=== What is asked ===
Rewrite the stretch of rows from the one containing "lawn in this photo." through the end of the rows, replacing "field log" with "site survey" and keeping everything else the same.
━━━━━━━━━━━━━━━━━━━━
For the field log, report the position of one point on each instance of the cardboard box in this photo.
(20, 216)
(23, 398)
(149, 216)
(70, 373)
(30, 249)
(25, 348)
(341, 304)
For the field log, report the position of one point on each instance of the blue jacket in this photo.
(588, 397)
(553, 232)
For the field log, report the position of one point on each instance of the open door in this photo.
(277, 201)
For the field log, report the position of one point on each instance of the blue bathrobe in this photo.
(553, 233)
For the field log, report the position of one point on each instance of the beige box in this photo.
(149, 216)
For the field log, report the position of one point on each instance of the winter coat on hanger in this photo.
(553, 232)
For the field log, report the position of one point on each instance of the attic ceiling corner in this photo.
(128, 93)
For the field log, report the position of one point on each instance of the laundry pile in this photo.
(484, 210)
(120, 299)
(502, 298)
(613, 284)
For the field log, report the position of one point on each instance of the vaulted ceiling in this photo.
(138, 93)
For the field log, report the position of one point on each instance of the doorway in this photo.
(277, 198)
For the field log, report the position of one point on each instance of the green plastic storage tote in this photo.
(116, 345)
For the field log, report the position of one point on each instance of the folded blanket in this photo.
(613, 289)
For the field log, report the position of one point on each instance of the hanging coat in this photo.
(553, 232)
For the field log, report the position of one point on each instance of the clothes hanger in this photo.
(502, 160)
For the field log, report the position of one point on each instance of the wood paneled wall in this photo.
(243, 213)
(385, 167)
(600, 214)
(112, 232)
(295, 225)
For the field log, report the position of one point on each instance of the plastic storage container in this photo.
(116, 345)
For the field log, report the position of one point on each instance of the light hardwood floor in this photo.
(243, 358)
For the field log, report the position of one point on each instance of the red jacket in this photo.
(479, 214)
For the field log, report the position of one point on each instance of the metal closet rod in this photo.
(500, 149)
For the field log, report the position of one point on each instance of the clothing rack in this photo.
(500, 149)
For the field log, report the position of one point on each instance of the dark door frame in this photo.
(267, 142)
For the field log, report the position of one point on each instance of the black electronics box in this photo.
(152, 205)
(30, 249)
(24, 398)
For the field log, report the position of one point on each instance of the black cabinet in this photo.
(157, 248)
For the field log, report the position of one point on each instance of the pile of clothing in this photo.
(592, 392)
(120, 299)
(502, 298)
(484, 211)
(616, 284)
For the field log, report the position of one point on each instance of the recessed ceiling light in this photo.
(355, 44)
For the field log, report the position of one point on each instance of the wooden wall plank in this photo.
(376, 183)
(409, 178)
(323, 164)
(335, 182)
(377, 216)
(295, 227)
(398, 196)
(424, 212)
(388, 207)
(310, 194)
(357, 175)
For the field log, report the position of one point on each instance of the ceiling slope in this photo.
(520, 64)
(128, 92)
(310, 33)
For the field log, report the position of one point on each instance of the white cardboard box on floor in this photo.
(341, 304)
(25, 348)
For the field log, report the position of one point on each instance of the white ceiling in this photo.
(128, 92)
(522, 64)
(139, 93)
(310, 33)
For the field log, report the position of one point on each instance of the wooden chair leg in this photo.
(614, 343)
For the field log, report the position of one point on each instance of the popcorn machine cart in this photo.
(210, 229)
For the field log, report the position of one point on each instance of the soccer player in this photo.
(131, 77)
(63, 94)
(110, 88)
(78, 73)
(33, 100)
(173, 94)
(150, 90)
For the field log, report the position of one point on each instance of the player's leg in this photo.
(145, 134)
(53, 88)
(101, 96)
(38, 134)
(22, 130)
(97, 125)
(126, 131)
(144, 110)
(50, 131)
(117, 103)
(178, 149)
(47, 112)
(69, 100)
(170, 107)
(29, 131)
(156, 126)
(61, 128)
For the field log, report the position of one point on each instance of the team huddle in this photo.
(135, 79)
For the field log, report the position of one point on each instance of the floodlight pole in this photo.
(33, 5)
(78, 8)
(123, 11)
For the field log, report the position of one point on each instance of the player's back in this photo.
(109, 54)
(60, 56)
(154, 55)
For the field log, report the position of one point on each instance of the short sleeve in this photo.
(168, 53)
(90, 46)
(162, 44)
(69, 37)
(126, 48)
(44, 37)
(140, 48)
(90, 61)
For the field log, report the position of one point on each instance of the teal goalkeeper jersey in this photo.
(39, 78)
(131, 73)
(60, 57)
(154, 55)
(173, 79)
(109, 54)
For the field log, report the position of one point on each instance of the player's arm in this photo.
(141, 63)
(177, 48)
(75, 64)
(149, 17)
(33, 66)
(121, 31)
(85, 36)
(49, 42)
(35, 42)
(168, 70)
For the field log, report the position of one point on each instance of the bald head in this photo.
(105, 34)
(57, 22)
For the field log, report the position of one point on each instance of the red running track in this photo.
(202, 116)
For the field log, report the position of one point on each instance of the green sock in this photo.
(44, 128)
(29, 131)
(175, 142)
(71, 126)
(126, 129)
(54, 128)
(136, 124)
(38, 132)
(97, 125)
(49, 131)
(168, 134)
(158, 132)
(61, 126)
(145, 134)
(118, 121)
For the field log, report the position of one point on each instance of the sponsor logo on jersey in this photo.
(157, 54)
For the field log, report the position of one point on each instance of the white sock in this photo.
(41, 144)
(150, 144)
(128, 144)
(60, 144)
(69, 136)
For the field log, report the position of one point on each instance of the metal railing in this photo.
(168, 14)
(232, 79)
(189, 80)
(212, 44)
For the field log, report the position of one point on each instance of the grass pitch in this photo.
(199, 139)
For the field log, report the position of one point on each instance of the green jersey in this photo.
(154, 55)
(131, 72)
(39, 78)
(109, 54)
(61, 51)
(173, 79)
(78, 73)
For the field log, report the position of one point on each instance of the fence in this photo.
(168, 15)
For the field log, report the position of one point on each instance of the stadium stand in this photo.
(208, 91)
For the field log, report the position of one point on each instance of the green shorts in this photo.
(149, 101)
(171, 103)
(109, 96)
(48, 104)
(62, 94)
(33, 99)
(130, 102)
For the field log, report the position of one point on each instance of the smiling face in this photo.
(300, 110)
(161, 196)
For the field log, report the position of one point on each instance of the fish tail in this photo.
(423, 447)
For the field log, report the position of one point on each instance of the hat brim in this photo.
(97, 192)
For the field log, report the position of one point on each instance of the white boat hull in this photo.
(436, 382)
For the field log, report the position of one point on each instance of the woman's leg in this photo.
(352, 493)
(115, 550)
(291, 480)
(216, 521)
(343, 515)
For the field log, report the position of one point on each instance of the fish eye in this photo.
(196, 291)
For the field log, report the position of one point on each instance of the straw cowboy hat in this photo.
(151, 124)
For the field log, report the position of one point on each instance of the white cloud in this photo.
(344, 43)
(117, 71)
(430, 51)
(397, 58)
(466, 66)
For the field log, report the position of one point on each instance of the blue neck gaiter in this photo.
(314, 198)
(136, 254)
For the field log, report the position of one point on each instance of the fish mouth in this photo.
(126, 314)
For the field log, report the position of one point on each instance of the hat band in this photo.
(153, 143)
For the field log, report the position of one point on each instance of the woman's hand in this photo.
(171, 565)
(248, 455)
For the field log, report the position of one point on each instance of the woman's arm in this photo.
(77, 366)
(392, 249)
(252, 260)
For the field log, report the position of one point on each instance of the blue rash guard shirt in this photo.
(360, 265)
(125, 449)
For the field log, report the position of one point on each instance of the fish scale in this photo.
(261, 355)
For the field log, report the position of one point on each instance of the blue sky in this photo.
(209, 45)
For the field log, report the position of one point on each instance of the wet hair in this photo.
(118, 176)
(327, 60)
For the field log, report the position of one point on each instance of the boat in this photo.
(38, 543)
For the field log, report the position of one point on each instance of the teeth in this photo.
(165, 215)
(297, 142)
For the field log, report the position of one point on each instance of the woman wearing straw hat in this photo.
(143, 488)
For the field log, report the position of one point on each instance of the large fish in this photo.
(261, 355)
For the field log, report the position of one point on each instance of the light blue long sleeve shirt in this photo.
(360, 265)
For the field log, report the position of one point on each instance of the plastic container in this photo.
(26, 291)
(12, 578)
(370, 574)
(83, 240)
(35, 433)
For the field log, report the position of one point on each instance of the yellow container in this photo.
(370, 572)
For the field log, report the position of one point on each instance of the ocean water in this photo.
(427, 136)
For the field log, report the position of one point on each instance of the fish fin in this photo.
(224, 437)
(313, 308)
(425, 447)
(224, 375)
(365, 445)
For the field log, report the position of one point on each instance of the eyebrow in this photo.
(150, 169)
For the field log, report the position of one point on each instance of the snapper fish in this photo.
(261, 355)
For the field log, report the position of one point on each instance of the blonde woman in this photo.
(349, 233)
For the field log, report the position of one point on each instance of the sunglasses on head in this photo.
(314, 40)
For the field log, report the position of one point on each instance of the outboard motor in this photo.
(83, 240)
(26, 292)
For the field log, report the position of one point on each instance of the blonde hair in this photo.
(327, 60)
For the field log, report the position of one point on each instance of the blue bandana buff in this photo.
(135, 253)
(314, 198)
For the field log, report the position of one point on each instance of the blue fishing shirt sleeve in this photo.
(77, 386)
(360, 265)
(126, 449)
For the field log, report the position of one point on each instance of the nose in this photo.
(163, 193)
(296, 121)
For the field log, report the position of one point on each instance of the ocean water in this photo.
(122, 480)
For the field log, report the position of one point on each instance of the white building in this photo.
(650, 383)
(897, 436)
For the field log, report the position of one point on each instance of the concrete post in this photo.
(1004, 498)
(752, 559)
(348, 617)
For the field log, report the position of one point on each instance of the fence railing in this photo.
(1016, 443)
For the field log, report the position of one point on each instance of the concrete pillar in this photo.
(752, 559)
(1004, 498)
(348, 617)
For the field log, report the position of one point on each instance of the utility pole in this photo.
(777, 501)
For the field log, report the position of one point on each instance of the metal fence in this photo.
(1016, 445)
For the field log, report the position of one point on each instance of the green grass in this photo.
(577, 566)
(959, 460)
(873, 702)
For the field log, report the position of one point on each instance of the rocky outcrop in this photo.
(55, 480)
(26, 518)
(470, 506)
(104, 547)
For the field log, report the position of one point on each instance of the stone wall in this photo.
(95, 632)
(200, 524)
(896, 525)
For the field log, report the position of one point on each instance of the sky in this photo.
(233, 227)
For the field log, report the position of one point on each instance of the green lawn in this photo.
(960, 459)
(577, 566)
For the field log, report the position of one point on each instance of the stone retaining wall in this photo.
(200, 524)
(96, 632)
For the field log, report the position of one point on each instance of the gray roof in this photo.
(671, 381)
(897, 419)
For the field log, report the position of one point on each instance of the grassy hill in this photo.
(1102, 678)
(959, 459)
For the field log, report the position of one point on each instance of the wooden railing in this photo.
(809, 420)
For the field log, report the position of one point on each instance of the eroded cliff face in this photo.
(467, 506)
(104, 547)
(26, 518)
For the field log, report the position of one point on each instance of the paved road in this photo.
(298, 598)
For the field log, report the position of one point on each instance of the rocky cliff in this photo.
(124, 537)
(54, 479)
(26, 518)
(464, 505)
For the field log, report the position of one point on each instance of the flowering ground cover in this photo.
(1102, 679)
━━━━━━━━━━━━━━━━━━━━
=== In response ===
For the site survey, report the position of one point on each instance of the green lawn in this photo.
(960, 459)
(577, 566)
For the site survey, report the position of one point on each instance of the stone retaining wall in this photo.
(200, 524)
(96, 632)
For the site survey, report the position of one point on each instance of the gray roof in this photo.
(671, 381)
(897, 419)
For the site survey, report the position of one point on each instance of the grassy hill in this photo.
(1102, 678)
(959, 459)
For the site survey, report the position of one point on each instance of the wooden railing in this photo.
(809, 420)
For the site survey, report the position of one point on each instance of the eroded cliff face in this photo.
(467, 506)
(104, 547)
(26, 518)
For the site survey, report the position of one point on each instance of the paved road in this photo.
(298, 598)
For the site survey, report the position of one point on each instance of the rocky cliff in this photo.
(124, 537)
(54, 479)
(26, 518)
(464, 505)
For the site survey, report the position of one point on each instance of the flowering ground cover in this photo.
(1102, 679)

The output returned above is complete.